» Your task
After locating the line that contains "the man's head" in the data below, set down exactly that line and each one after it through the line that contains "x=104, y=100", and nothing more.

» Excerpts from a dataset

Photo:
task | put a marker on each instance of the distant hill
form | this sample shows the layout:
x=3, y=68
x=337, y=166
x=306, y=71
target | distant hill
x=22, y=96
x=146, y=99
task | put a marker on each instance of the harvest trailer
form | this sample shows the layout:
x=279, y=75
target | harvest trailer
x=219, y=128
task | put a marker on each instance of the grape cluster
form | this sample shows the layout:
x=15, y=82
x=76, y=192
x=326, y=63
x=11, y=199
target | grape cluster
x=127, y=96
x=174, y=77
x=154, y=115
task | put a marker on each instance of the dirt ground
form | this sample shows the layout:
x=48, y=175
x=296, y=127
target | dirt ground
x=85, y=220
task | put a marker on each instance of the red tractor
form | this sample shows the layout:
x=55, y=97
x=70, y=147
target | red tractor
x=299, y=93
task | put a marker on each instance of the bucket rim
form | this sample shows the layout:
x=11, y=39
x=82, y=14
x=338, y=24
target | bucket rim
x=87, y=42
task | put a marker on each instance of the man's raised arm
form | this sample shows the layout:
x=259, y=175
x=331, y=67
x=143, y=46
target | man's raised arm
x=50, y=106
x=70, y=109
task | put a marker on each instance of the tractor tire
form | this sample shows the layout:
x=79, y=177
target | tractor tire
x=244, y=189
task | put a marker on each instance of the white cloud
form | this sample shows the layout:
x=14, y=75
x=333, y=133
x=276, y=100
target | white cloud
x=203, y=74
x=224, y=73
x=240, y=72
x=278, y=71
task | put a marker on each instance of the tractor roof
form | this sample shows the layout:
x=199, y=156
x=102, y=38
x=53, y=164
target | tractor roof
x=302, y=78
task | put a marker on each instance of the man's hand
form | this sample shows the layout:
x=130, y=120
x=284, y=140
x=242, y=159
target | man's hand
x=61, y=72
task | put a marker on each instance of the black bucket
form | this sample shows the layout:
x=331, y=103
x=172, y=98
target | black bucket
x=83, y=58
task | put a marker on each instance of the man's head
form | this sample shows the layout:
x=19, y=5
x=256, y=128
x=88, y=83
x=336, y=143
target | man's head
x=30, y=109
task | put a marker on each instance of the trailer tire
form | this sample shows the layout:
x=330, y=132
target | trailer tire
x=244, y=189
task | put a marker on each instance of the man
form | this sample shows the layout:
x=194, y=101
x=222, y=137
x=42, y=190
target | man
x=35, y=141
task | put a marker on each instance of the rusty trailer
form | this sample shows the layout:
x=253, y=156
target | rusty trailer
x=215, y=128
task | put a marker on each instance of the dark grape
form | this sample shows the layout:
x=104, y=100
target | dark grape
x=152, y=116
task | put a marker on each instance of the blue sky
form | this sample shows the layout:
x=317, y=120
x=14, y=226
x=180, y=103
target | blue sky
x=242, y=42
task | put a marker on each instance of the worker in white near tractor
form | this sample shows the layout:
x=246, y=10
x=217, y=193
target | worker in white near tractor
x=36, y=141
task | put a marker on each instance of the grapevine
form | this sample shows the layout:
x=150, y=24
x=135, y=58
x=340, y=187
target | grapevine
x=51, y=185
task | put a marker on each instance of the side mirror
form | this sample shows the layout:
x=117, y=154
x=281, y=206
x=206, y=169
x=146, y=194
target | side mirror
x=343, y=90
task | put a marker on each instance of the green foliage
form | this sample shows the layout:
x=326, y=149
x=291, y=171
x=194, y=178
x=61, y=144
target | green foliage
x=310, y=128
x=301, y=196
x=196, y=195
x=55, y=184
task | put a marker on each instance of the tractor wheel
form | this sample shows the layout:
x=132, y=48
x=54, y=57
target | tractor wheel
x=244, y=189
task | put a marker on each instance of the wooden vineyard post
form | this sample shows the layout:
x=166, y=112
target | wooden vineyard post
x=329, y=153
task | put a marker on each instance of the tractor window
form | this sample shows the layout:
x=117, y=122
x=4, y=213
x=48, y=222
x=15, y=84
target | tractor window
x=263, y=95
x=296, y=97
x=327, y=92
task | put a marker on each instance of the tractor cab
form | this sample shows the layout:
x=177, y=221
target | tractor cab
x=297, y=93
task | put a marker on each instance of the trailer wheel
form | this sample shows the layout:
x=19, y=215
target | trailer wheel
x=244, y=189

» Completed task
task | put a marker on each instance of the man's head
form | this sample shows the layout:
x=19, y=5
x=256, y=128
x=88, y=83
x=336, y=143
target | man's head
x=30, y=109
task | put a marker on each instance of the trailer tire
form | this sample shows the layout:
x=330, y=132
target | trailer tire
x=244, y=189
task | put a marker on each instance of the man
form | this sample shows the layout:
x=194, y=101
x=222, y=137
x=42, y=190
target | man
x=35, y=141
task | put a marker on each instance of the rusty trailer
form | this sample shows the layout:
x=253, y=156
target | rusty trailer
x=215, y=128
task | put a marker on each instance of the dark grape
form | this sample shows the layout:
x=104, y=100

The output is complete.